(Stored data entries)
--- --- ---
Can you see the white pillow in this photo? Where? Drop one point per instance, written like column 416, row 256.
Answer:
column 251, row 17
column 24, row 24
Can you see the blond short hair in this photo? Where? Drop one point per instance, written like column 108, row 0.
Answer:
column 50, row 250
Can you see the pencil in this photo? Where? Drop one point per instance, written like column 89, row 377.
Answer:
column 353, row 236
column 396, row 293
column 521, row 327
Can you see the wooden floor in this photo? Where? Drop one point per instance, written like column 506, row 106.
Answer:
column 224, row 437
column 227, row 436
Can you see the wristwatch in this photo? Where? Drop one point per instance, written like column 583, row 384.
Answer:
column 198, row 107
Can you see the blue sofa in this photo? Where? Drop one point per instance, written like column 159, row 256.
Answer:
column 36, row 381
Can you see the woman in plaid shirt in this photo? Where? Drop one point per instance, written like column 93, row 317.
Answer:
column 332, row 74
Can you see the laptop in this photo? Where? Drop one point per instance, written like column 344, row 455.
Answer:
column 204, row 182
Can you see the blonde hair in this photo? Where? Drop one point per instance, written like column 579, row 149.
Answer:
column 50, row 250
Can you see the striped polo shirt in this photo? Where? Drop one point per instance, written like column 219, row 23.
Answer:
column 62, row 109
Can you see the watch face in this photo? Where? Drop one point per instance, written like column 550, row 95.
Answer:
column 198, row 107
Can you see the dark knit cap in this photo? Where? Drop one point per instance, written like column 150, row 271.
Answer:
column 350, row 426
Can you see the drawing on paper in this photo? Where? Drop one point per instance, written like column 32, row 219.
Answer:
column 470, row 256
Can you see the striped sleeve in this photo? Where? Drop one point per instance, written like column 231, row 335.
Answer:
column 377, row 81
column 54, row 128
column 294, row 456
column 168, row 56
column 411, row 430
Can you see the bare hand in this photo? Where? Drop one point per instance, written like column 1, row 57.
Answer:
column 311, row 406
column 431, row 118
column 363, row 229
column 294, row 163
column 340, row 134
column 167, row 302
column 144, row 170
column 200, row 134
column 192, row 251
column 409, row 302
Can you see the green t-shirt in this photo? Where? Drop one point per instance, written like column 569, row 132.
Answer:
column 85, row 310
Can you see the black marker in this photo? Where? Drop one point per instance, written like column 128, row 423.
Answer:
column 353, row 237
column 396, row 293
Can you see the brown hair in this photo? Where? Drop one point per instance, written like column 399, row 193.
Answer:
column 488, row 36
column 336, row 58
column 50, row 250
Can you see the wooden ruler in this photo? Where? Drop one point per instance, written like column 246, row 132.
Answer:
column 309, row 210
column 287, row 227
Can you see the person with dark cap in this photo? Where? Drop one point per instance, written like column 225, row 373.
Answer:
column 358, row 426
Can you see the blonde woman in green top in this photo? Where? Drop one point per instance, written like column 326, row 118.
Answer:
--- --- ---
● SET PROBLEM:
Output every record above exactly as it appears.

● THE OUTPUT:
Can you see the white pillow in this photo? Where? Drop one point per instance, written like column 416, row 256.
Answer:
column 251, row 17
column 24, row 24
Can you see the blond short hair in this photo? Where? Drop one point per instance, written like column 108, row 0.
Answer:
column 50, row 250
Can you see the pencil in this photo? Where? Drop one point per instance, written like column 89, row 377.
Answer:
column 353, row 236
column 396, row 293
column 521, row 327
Can you see the wooden floor in this photo? Where? Drop one point per instance, written like column 506, row 106.
Answer:
column 224, row 437
column 227, row 436
Can you see the wristwatch in this photo? Where? Drop one point per instance, written like column 583, row 384.
Answer:
column 198, row 107
Can you see the blue sofa in this photo? Where? Drop one point per instance, written like column 159, row 256.
Answer:
column 36, row 381
Can you see the woman in plaid shirt in this photo? Where? Drop one point per instance, written like column 93, row 317.
Answer:
column 332, row 74
Can you see the laptop in this photo? Where? Drop one point per instance, written like column 344, row 455.
Answer:
column 204, row 182
Can you see the blonde hair in this photo? Where? Drop one point per instance, written like column 579, row 149.
Answer:
column 50, row 250
Can you see the striped polo shirt in this photo? Where? Drop one point per instance, written like column 219, row 23.
Answer:
column 62, row 109
Can you see the watch face in this photo? Where? Drop one point per instance, written like column 550, row 95.
Answer:
column 198, row 107
Can you see the dark knit cap in this photo? Where? Drop one point per instance, written like column 150, row 271.
Answer:
column 350, row 426
Can you see the drawing on paper in this photo? Where? Drop one point per instance, written like column 32, row 219.
Answer:
column 470, row 256
Can you see the striped sleeve in this photo? Where? Drop one point per instance, written like column 231, row 335.
Answer:
column 377, row 81
column 54, row 128
column 294, row 456
column 168, row 56
column 411, row 430
Can you see the bare hand in this photo? Where? Drop one point per instance, written like column 1, row 57.
Answer:
column 311, row 406
column 431, row 118
column 363, row 229
column 294, row 163
column 340, row 134
column 167, row 302
column 144, row 170
column 200, row 134
column 192, row 251
column 409, row 302
Can you see the green t-shirt in this photo? Where? Drop one point per instance, written like column 569, row 132.
Answer:
column 85, row 310
Can you see the black marker in this photo? Where? Drop one point per instance, written like column 128, row 423.
Answer:
column 353, row 237
column 396, row 293
Can you see the brown hair in this photo? Where? Drop one point per instance, written like column 399, row 193.
Answer:
column 488, row 36
column 336, row 58
column 50, row 250
Can you see the wooden ruler in this photo? Where? Drop one point per instance, written like column 246, row 132.
Answer:
column 309, row 210
column 287, row 227
Can you see the person with dark cap in this photo? Where? Drop one point per instance, written like column 225, row 373.
Answer:
column 358, row 426
Can you see the blonde woman in green top in this photo? Where? Drop one point per instance, written like column 326, row 118.
Answer:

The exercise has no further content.